### Exercises
**a.** Quote the notebook text on the streaming simulation from "# Run streaming" to "simulate_streaming(demo_batches, model, delay_seconds=2)".
**b.** Extend the notebook text on the streaming simulation, beginning right after its final line.

### Page text
########################################
Now we'll run the streaming simulation and collect the results.

In [None]:
# Start timer
start_time = time.time()

# Run streaming simulation
try:
    # Use a subset of batches for demonstration
    demo_batches = batches[:10]  # Use first 10 batches
    
    # Run simulation
    results_df = simulate_streaming(demo_batches, model, delay_seconds=2)
    
    # Cache results for faster processing
    if results_df is not None:
        results_df.cache()
        print(f"\nStreaming simulation completed in {time.time() - start_time:.2f} seconds")
        print(f"Processed {results_df.count()} records")
    else:
        print("\nNo results returned from streaming simulation")
        
except Exception as e:
    print(f"Error in streaming simulation: {e}")

## Save Aggregated Results

We'll save the aggregated results for future reference.

In [None]:
# Save aggregated results
if 'results_df' in locals() and results_df is not None:
    # Save as parquet
    aggregated_path = f"{stream_results_path}/aggregated_results.parquet"
    results_df.write.mode("overwrite").parquet(aggregated_path)
    print(f"Aggregated results saved to {aggregated_path}")
    
    # Save as table
    results_df.write.mode("overwrite").saveAsTable("stream_results")
    print("Aggregated results saved as table 'stream_results'")

## Analyze Results with Databricks-Native Visualizations

We'll analyze the results using Databricks-native visualizations.

In [None]:
# Analyze results
if 'results_df' in locals() and results_df is not None:
    # Class distribution
    print("\nPrediction Distribution:")
    prediction_dist = results_df.groupBy("prediction").count().orderBy("prediction")
########################################
[Records from a point labeling set]
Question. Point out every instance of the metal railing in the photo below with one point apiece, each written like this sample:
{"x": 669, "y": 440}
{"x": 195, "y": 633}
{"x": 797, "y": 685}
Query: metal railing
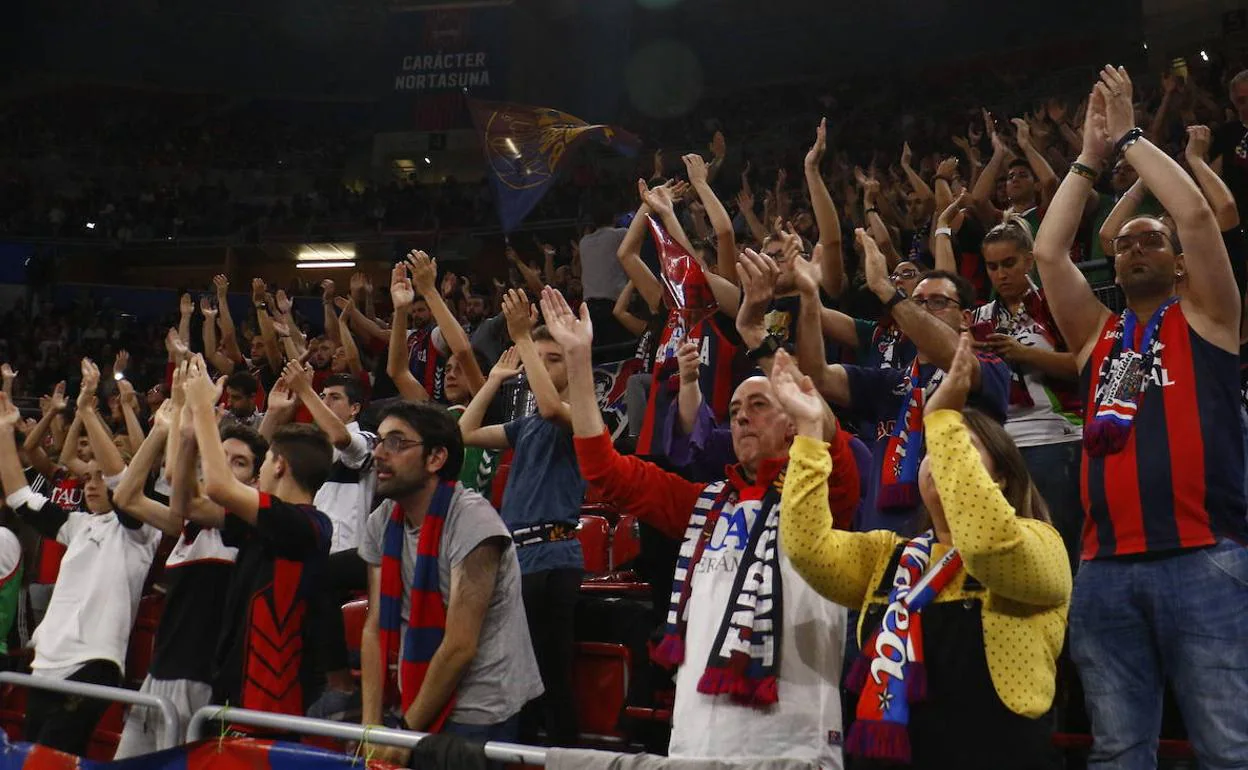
{"x": 306, "y": 725}
{"x": 170, "y": 731}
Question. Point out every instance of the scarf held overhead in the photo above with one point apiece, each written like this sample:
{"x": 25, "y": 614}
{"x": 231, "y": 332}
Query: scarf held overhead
{"x": 744, "y": 659}
{"x": 889, "y": 674}
{"x": 899, "y": 477}
{"x": 427, "y": 614}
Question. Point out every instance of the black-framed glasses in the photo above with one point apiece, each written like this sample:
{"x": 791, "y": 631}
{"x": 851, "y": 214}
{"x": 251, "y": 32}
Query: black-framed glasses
{"x": 396, "y": 443}
{"x": 1153, "y": 240}
{"x": 935, "y": 302}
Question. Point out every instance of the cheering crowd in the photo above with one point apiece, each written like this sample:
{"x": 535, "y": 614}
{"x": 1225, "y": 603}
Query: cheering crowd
{"x": 911, "y": 464}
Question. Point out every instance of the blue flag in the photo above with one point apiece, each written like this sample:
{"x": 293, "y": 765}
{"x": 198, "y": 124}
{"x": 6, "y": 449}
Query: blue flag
{"x": 524, "y": 146}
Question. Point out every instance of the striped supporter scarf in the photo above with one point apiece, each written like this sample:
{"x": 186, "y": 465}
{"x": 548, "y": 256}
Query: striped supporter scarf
{"x": 1121, "y": 383}
{"x": 427, "y": 615}
{"x": 899, "y": 476}
{"x": 889, "y": 675}
{"x": 744, "y": 659}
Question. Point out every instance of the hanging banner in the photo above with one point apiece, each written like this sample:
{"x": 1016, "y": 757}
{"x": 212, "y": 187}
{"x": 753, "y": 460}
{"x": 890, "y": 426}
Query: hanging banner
{"x": 433, "y": 56}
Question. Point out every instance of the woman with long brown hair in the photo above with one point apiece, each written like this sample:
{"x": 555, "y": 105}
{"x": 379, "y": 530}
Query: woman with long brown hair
{"x": 961, "y": 625}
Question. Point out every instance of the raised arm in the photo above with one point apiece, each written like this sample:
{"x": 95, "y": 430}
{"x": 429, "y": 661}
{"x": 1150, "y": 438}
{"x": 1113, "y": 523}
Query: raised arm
{"x": 130, "y": 413}
{"x": 934, "y": 340}
{"x": 1214, "y": 190}
{"x": 942, "y": 237}
{"x": 917, "y": 184}
{"x": 53, "y": 407}
{"x": 521, "y": 318}
{"x": 835, "y": 563}
{"x": 725, "y": 242}
{"x": 1121, "y": 214}
{"x": 211, "y": 350}
{"x": 229, "y": 333}
{"x": 185, "y": 308}
{"x": 830, "y": 381}
{"x": 831, "y": 258}
{"x": 105, "y": 452}
{"x": 1078, "y": 313}
{"x": 328, "y": 318}
{"x": 659, "y": 498}
{"x": 531, "y": 276}
{"x": 358, "y": 321}
{"x": 879, "y": 230}
{"x": 1045, "y": 177}
{"x": 219, "y": 482}
{"x": 629, "y": 253}
{"x": 424, "y": 272}
{"x": 350, "y": 350}
{"x": 489, "y": 437}
{"x": 129, "y": 496}
{"x": 1211, "y": 285}
{"x": 186, "y": 499}
{"x": 986, "y": 185}
{"x": 298, "y": 378}
{"x": 1016, "y": 558}
{"x": 402, "y": 296}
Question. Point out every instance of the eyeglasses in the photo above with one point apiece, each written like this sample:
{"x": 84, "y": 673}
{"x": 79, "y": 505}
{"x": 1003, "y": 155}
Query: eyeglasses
{"x": 396, "y": 443}
{"x": 935, "y": 302}
{"x": 1153, "y": 240}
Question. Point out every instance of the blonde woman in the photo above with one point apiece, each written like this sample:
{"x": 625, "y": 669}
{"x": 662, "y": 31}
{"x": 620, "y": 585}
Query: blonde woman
{"x": 961, "y": 625}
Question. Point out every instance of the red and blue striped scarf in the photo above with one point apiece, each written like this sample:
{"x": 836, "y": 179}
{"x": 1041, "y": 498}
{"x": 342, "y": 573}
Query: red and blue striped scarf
{"x": 904, "y": 451}
{"x": 1121, "y": 382}
{"x": 427, "y": 614}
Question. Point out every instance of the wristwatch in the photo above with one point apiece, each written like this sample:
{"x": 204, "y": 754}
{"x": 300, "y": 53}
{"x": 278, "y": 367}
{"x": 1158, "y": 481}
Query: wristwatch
{"x": 770, "y": 345}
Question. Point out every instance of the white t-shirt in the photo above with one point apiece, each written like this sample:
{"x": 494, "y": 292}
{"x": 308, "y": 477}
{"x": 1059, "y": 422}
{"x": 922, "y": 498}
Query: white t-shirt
{"x": 1040, "y": 423}
{"x": 347, "y": 496}
{"x": 806, "y": 720}
{"x": 97, "y": 589}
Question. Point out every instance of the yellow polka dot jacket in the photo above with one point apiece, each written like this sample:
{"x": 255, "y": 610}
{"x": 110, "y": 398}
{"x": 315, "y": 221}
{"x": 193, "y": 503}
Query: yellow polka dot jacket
{"x": 1020, "y": 564}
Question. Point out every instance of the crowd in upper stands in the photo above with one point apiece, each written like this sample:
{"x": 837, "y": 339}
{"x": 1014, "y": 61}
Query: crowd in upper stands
{"x": 905, "y": 423}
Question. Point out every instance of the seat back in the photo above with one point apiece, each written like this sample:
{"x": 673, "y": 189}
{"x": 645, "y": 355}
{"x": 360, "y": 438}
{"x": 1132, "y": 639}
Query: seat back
{"x": 600, "y": 688}
{"x": 594, "y": 536}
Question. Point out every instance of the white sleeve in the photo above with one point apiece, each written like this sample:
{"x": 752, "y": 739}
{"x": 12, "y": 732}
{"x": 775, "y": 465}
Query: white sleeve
{"x": 358, "y": 451}
{"x": 10, "y": 553}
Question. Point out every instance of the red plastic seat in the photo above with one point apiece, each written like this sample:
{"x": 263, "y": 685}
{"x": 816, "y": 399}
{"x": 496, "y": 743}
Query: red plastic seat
{"x": 142, "y": 639}
{"x": 625, "y": 542}
{"x": 600, "y": 687}
{"x": 594, "y": 536}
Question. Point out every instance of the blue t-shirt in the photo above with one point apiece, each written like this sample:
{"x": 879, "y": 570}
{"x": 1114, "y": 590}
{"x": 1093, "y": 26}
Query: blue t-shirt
{"x": 544, "y": 486}
{"x": 877, "y": 394}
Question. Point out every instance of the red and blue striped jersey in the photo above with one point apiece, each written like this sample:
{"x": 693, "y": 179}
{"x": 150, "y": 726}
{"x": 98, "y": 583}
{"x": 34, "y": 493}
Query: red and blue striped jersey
{"x": 1178, "y": 482}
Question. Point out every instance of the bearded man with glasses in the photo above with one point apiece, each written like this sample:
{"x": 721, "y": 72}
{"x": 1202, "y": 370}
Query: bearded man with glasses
{"x": 443, "y": 592}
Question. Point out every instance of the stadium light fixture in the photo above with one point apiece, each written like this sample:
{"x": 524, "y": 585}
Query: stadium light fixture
{"x": 326, "y": 263}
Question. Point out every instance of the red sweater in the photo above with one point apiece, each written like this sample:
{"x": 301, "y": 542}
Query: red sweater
{"x": 665, "y": 501}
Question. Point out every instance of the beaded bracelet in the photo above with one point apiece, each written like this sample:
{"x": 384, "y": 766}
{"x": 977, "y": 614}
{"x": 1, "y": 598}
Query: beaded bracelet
{"x": 1085, "y": 171}
{"x": 1128, "y": 139}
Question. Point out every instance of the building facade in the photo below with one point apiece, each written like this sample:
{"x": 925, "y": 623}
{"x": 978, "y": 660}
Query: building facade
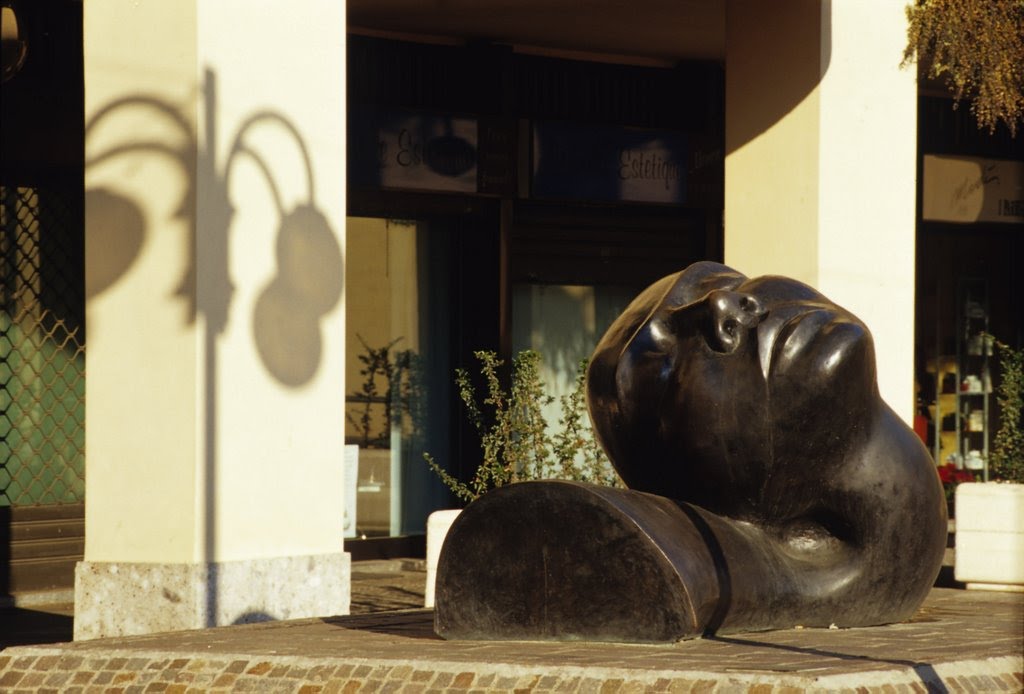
########################################
### Per-task outputs
**a.**
# Run streaming simulation
try:
    # Use a subset of batches for demonstration
    demo_batches = batches[:10]  # Use first 10 batches
    
    # Run simulation
    results_df = simulate_streaming(demo_batches, model, delay_seconds=2)

**b.**
    display(prediction_dist)
    
    # Confusion matrix
    print("\nConfusion Matrix:")
    confusion_matrix = results_df.groupBy("label").pivot("prediction").count().fillna(0)
    display(confusion_matrix)
    
    # Accuracy calculation
    correct_predictions = results_df.filter(col("label") == col("prediction")).count()
    total_predictions = results_df.count()
    accuracy = correct_predictions / total_predictions if total_predictions > 0 else 0
    print(f"\nAccuracy: {accuracy:.4f}")

## Time Series Analysis

We'll analyze how predictions change over time.

In [None]:
# Time series analysis
if 'results_df' in locals() and results_df is not None:
    # Group by minute and count predictions
    print("\nPredictions Over Time:")
    time_series = results_df \
        .withColumn("minute", expr("date_trunc('minute', timestamp)")) \
        .groupBy("minute") \
        .pivot("prediction", [0.0, 1.0]) \
        .count() \
        .orderBy("minute") \
        .fillna(0)
    
    # Rename columns for clarity
    if "0.0" in time_series.columns:
        time_series = time_series.withColumnRenamed("0.0", "fake_news")
    else:
        time_series = time_series.withColumn("fake_news", lit(0))
        
    if "1.0" in time_series.columns:
        time_series = time_series.withColumnRenamed("1.0", "real_news")
    else:
        time_series = time_series.withColumn("real_news", lit(0))
    
    # Display time series
    display(time_series)

## Interactive Visualizations with Plotly

We'll create interactive visualizations using Plotly for a more engaging experience.

In [None]:
# Install plotly if not already installed
try:
    import plotly.express as px
    import plotly.graph_objects as go
    from plotly.subplots import make_subplots
    print("Plotly is already installed.")
except ImportError:
    print("Installing plotly...")
    !pip install plotly
    import plotly.express as px
    import plotly.graph_objects as go
    from plotly.subplots import make_subplots

In [None]:
# Create interactive visualizations with Plotly
if 'results_df' in locals() and results_df is not None:
    # Convert to pandas for Plotly
    prediction_dist_pd = prediction_dist.toPandas()
    prediction_dist_pd['prediction'] = prediction_dist_pd['prediction'].map({0.0: 'Fake News', 1.0: 'Real News'})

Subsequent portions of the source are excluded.